begin DATA SUPPLIED

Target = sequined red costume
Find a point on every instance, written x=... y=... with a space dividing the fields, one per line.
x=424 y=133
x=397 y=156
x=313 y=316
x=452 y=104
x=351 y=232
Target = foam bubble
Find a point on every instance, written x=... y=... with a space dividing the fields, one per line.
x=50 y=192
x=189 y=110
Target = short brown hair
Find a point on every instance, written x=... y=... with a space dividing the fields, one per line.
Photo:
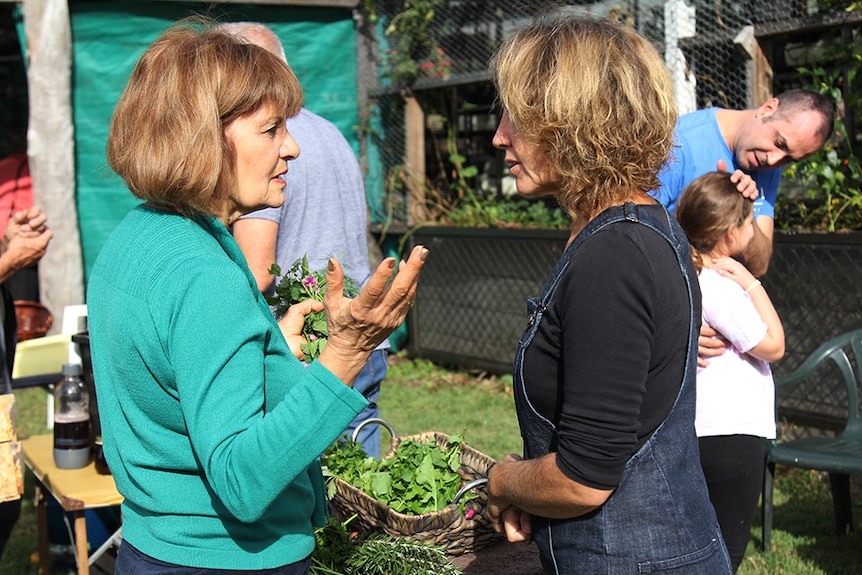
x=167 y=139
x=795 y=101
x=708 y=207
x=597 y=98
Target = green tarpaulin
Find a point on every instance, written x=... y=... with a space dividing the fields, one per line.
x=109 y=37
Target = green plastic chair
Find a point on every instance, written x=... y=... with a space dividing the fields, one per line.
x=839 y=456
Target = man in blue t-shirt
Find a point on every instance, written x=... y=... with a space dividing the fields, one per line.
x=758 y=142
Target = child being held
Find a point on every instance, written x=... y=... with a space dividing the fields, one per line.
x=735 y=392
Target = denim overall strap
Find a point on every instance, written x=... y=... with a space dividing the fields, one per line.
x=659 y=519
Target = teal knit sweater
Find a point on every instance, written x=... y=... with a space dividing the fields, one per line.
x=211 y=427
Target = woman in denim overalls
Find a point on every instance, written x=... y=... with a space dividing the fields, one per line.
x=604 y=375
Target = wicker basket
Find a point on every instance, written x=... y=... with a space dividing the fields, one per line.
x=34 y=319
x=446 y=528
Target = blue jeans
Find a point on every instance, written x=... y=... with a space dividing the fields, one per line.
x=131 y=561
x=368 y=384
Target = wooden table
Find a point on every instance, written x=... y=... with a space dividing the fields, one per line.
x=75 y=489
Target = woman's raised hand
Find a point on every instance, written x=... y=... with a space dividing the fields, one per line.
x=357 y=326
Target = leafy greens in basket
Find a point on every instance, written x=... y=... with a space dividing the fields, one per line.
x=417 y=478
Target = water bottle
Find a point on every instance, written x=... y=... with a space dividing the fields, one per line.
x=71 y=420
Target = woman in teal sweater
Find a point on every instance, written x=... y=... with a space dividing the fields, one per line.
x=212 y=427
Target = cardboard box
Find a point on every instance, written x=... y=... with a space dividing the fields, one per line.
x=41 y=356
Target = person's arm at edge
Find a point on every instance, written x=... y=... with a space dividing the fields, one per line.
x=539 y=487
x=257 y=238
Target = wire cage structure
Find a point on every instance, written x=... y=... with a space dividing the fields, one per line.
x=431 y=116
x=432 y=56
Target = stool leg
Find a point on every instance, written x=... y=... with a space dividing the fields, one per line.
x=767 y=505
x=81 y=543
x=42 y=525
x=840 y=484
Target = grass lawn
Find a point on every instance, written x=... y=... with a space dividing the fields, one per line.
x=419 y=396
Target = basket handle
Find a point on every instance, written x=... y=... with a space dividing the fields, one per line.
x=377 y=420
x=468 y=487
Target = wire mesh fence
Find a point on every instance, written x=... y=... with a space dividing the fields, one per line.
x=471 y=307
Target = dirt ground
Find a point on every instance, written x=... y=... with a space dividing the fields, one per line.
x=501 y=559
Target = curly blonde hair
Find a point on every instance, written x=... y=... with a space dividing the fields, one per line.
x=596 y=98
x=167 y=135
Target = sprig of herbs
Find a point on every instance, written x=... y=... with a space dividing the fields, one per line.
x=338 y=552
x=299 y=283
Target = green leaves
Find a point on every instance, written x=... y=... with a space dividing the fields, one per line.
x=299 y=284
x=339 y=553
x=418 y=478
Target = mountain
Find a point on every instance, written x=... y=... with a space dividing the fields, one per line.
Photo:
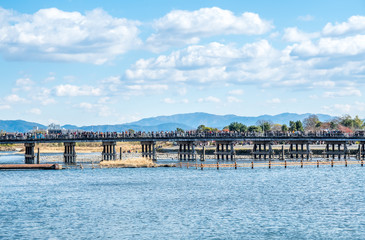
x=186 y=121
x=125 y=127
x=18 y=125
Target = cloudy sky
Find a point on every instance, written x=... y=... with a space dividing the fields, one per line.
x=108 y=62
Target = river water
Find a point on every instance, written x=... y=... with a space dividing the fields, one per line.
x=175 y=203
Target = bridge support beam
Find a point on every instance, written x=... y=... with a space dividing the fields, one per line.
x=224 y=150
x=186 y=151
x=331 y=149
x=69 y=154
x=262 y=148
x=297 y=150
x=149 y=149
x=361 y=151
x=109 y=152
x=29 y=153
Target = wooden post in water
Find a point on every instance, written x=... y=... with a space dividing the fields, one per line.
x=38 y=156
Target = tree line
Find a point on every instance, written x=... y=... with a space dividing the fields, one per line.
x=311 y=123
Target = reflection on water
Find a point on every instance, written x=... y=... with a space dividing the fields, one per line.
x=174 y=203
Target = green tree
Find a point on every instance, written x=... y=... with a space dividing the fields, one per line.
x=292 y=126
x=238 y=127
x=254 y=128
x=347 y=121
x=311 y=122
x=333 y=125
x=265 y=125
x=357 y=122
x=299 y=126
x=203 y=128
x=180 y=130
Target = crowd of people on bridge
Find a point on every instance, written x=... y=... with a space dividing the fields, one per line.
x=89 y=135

end DATA SUPPLIED
begin DATA SUPPLIED

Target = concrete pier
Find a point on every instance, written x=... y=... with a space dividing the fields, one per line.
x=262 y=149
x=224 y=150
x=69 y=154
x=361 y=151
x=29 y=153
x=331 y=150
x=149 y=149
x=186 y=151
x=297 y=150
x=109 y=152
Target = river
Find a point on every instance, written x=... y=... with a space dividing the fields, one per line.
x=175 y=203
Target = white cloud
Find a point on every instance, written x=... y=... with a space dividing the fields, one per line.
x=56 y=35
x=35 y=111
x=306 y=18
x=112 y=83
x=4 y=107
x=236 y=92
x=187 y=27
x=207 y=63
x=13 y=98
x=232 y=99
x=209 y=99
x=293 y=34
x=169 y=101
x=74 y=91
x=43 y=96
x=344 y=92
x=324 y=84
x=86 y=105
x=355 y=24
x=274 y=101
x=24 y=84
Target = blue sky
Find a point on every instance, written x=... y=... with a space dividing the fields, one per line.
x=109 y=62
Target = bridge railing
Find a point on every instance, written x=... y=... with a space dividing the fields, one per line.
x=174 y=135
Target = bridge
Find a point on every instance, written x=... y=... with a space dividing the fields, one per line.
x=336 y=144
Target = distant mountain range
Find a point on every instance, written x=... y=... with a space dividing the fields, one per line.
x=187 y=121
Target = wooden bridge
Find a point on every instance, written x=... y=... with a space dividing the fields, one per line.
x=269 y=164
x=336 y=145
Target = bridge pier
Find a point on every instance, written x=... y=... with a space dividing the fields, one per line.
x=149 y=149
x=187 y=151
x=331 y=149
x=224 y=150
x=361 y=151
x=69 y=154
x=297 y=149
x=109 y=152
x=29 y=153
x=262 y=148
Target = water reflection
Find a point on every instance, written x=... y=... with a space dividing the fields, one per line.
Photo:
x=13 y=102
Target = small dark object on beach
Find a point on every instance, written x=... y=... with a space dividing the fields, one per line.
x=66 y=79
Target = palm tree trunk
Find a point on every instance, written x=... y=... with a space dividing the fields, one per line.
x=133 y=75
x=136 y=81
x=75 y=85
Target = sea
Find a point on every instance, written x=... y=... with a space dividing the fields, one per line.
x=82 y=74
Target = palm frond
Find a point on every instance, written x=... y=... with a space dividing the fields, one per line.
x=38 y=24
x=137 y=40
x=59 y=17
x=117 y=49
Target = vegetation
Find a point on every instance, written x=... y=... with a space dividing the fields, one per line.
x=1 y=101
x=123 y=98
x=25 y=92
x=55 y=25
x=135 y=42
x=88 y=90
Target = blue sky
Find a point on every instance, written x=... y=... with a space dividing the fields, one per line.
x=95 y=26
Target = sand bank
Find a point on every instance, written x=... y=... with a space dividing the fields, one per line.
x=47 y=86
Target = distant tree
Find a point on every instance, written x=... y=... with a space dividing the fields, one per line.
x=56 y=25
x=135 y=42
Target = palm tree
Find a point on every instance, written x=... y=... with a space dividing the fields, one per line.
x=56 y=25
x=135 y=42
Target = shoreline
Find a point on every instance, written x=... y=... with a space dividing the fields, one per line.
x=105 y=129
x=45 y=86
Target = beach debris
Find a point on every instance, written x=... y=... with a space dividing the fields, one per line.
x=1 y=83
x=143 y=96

end DATA SUPPLIED

__YOUR INSTRUCTIONS__.
Rewrite the lines from the one containing "Target = dirt ground" to the one containing "x=174 y=203", changing "Target" to "Object" and keeping everything else the same. Leave the pictures out of your answer.

__EXERCISE RESULT__.
Object = dirt ground
Find a point on every instance, written x=... y=... with a space dividing the fields, one per line.
x=501 y=559
Object = curly blonde hair
Find a point on every instance, written x=... y=... with a space dividing the fields, one per line.
x=596 y=98
x=167 y=135
Object = sprig of herbs
Find a point on every instance, written x=... y=... with a space dividing the fields, one per line.
x=338 y=552
x=299 y=283
Object = green leaves
Find a point on every instance, written x=... y=... with a space dividing the fields, one per line.
x=299 y=284
x=339 y=553
x=418 y=478
Object = mountain
Find a point on every instance, written x=... y=... with a space dividing the fields, one per line.
Photo:
x=186 y=121
x=125 y=127
x=18 y=125
Object = cloudy sky
Find a point on every instance, written x=... y=... with a space dividing the fields, one per line.
x=108 y=62
Object = river water
Find a point on every instance, written x=... y=... with a space dividing the fields, one per line.
x=175 y=203
Object = bridge support beam
Find a point on every instance, written x=... y=... with a space dividing the fields, one per line.
x=224 y=150
x=186 y=151
x=331 y=149
x=69 y=154
x=262 y=148
x=297 y=150
x=149 y=149
x=361 y=151
x=109 y=152
x=29 y=153
Object = wooden post in water
Find a point on every instance, written x=... y=... with a space dividing the fields, one per line.
x=38 y=156
Object = tree line
Find a point on every instance, written x=... y=... with a space dividing the fields, one per line.
x=311 y=123
Object = reflection on water
Find a point on every instance, written x=... y=... with a space dividing the fields, one per line.
x=174 y=203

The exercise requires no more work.